The request |
Print every entry exactly as written.

---

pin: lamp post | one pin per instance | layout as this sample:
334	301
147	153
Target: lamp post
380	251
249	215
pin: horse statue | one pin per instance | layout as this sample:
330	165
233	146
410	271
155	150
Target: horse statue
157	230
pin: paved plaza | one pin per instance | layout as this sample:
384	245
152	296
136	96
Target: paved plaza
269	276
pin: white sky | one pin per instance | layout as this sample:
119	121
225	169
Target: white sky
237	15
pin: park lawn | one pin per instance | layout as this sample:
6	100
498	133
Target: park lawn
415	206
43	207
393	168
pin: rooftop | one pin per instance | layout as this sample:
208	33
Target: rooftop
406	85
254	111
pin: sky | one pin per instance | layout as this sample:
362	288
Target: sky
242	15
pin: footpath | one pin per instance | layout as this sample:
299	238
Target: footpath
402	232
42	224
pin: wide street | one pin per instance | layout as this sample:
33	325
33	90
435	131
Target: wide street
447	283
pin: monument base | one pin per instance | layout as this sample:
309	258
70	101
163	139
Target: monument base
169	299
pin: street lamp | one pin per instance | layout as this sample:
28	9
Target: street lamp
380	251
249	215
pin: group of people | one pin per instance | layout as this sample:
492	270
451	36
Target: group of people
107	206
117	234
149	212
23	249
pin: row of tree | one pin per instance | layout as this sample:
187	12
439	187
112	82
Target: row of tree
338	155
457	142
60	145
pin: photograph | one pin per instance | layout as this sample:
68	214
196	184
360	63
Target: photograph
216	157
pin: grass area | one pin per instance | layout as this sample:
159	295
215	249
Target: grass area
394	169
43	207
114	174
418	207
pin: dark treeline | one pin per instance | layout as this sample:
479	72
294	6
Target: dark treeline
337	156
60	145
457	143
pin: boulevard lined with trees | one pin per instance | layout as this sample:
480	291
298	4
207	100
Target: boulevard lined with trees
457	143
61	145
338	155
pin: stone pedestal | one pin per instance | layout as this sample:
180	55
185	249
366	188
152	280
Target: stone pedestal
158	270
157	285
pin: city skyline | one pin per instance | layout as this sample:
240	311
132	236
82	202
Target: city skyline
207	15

---

Reply |
pin: lamp post | one pin per instance | layout as this sample:
334	301
147	153
Target: lamp post
380	251
249	215
pin: horse statue | one pin per instance | layout as this sample:
330	165
233	146
410	271
155	150
Target: horse statue
157	230
pin: paved plaza | one pin per instance | layout as this sample:
384	245
152	296
136	96
Target: paved plaza
269	276
pin: white sky | one pin per instance | layout as this sample:
119	121
225	169
Target: white sky
237	15
pin: park lawn | one pin per instance | layout as this sample:
6	100
498	133
Target: park lawn
415	206
43	207
393	168
pin: rooftop | one pin per instance | layout as this sample:
208	33
Target: rooftop
406	85
254	111
pin: sky | one pin per instance | layout as this sample:
362	288
Target: sky
242	15
pin: footpath | one pin per instance | layout as this sample:
299	238
Target: footpath
402	232
42	224
pin: wide street | one pin per instance | layout as this sample:
33	325
33	90
435	131
Target: wide street
447	283
pin: monument base | one pin per instance | layout as this sample:
309	258
70	101
163	139
Target: monument base
169	299
pin: street lamp | one pin per instance | layout as this sample:
28	9
Target: street lamp
380	251
249	215
pin: group of people | one pin per instance | layout as this sample:
492	270
451	36
Target: group of people
107	206
117	234
149	212
23	249
pin: row of tree | one pin per instance | layout as this sample:
187	12
439	187
112	82
Target: row of tree
338	155
457	142
60	145
pin: photograph | one pin per instance | layout as this sample:
68	214
196	184
360	63
Target: photograph
216	157
pin: grass area | one pin per instance | layout as this sample:
159	295
215	249
Target: grass area
394	169
43	207
114	174
418	207
pin: dark treeline | one pin per instance | layout as this sample:
479	72
294	6
Target: dark treeline
337	156
60	145
457	143
pin: boulevard lined with trees | one pin per instance | layout as this sample:
480	291
298	4
207	100
Target: boulevard lined with trees
457	143
61	145
338	155
pin: stone pedestal | one pin per instance | layout as this sample:
180	55
185	249
366	188
152	280
Target: stone pedestal
158	270
157	285
pin: city skyline | one pin per instance | layout as this sample:
240	311
132	236
82	202
Target: city skyline
207	15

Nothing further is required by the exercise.